**Exercise prompt**: From the listing below, retype exactly the line holding "of the white", the line holding "the green hillside", and the lines between them; skip everything else.

**Given data**:
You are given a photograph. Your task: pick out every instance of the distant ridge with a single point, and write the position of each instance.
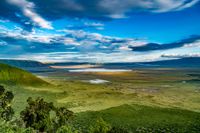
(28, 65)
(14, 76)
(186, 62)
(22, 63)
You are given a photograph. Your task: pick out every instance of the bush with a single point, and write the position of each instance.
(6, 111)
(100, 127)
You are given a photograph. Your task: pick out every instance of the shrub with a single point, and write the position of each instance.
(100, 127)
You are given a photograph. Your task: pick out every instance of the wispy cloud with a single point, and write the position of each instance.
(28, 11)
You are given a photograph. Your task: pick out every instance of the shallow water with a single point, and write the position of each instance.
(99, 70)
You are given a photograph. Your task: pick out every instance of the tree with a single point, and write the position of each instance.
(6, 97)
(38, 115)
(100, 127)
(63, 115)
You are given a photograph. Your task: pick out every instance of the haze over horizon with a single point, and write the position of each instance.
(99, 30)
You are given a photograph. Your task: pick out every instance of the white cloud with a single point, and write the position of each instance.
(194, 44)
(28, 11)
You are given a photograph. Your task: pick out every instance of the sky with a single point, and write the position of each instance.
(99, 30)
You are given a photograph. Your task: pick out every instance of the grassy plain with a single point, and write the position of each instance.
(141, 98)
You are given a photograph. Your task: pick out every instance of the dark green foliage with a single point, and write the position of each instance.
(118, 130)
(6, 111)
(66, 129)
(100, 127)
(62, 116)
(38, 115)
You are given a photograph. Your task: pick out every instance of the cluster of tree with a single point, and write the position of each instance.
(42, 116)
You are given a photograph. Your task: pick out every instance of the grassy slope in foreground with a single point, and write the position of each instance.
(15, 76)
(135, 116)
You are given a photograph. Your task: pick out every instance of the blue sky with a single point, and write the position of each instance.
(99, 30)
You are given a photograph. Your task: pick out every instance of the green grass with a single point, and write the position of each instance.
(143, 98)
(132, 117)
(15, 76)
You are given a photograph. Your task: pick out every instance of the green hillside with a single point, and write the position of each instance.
---
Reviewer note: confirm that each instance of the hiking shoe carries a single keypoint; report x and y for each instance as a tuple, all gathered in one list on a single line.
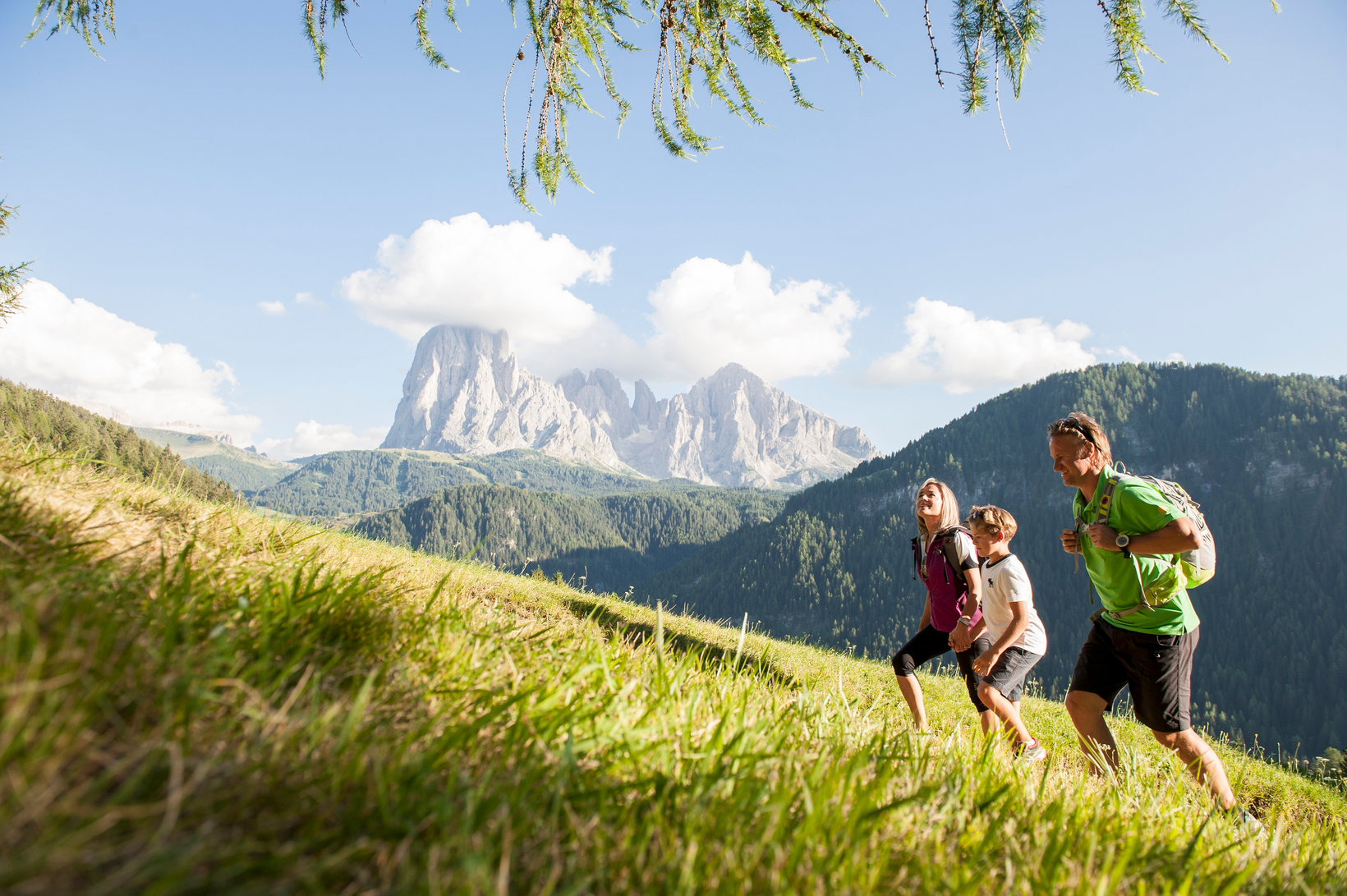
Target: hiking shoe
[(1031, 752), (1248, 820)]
* * *
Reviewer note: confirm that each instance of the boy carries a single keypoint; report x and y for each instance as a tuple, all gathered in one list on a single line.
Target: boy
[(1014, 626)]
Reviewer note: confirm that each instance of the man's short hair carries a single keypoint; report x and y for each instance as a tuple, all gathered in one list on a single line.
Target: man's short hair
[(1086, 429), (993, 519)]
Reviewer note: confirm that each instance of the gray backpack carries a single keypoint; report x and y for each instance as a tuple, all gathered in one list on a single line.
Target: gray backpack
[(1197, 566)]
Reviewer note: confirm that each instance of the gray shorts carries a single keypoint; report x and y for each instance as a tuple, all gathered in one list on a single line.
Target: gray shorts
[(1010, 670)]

**Result for this exercise**:
You are given a photograph. Your task: pick out every instance of the white cloud with a single point, and write the position of each instance.
(194, 44)
(28, 11)
You are given a photograph. Your task: pick out every instance of the sky with a single point, and write the position of each instance.
(99, 30)
You are given a photograph. Your task: pick out every instance of the grassy plain with a single point, and write the position of each instance.
(141, 98)
You are given a photograph. Your task: pick out every instance of the dark green foliage with a single point, and write the position of each instance.
(118, 130)
(6, 111)
(66, 129)
(100, 127)
(62, 116)
(38, 115)
You are given a photograph. Your task: pick out every instance of the cluster of tree with a single point, and write the position of each instance.
(42, 116)
You are given a photograph. Your task: pick out every instance of the grassy slope in foreground with a single point, and write the position of each instance.
(15, 76)
(135, 116)
You are given a photograph. Your task: pick out every instance of the blue sky with a single point, and write the position of each instance.
(99, 30)
You are given a photograph. Your task: pick out every instance of the green grass with a single point, and write the position of each instance.
(143, 98)
(132, 117)
(15, 76)
You are given a photograph. Your task: pick out every instance of the green hillside with a single point, and write the position of each instance.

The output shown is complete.